— begin Rows —
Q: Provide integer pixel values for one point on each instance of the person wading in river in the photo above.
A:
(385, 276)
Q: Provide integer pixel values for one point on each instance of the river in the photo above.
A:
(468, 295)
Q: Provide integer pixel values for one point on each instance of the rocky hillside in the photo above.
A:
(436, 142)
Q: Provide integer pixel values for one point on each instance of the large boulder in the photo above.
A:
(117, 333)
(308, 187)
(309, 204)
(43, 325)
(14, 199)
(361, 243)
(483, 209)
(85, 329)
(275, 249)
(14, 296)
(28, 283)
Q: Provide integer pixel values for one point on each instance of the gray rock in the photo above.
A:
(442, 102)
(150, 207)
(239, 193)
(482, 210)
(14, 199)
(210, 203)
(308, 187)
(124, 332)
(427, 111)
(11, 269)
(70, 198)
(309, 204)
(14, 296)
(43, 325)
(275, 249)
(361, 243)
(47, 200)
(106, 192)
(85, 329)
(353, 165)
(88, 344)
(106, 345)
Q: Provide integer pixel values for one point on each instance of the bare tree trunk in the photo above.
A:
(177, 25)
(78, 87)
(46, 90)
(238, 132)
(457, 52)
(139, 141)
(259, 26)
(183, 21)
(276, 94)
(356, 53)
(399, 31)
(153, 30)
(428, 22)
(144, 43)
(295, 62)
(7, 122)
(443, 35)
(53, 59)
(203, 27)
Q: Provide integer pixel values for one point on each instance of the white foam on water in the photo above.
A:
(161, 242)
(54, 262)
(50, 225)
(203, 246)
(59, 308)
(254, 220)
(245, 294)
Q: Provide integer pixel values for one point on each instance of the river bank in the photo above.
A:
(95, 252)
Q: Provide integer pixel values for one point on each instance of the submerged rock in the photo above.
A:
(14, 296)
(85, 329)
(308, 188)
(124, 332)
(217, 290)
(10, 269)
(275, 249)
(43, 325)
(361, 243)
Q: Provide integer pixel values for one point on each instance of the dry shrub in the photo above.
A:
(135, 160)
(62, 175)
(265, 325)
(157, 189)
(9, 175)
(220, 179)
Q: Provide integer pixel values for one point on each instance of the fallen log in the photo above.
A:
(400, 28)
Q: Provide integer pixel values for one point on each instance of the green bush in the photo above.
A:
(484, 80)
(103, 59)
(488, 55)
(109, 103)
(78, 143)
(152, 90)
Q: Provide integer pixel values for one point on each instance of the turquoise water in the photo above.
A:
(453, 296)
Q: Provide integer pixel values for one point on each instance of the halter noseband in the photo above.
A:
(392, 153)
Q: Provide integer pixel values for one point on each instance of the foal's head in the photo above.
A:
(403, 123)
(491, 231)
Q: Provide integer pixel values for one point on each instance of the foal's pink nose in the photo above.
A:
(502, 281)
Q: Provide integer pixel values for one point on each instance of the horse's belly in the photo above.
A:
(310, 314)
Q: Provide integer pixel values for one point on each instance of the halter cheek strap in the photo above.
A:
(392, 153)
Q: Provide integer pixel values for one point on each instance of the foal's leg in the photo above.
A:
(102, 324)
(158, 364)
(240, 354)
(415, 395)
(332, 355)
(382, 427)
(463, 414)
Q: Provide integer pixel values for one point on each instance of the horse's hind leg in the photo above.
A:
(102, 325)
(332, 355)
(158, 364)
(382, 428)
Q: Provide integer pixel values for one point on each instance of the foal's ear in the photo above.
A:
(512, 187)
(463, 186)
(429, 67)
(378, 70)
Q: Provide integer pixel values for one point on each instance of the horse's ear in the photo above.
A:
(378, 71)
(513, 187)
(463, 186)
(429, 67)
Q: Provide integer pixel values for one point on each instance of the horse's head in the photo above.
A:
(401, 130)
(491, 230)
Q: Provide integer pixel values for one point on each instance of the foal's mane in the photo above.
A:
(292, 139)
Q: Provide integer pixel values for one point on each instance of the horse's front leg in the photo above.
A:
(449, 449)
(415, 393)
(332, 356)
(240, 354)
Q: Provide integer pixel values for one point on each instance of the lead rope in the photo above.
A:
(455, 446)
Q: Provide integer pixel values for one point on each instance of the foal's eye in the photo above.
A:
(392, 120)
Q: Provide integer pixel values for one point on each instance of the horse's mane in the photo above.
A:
— end Rows —
*Required task*: Reproduce everything from the line containing "horse's mane in the photo above." down to the end of the items, changing "horse's mane" to "horse's tail" and leaving all else unchanged.

*Right answer*:
Q: Provide integer pixel values for one point on each instance of the horse's tail in the photo above.
A:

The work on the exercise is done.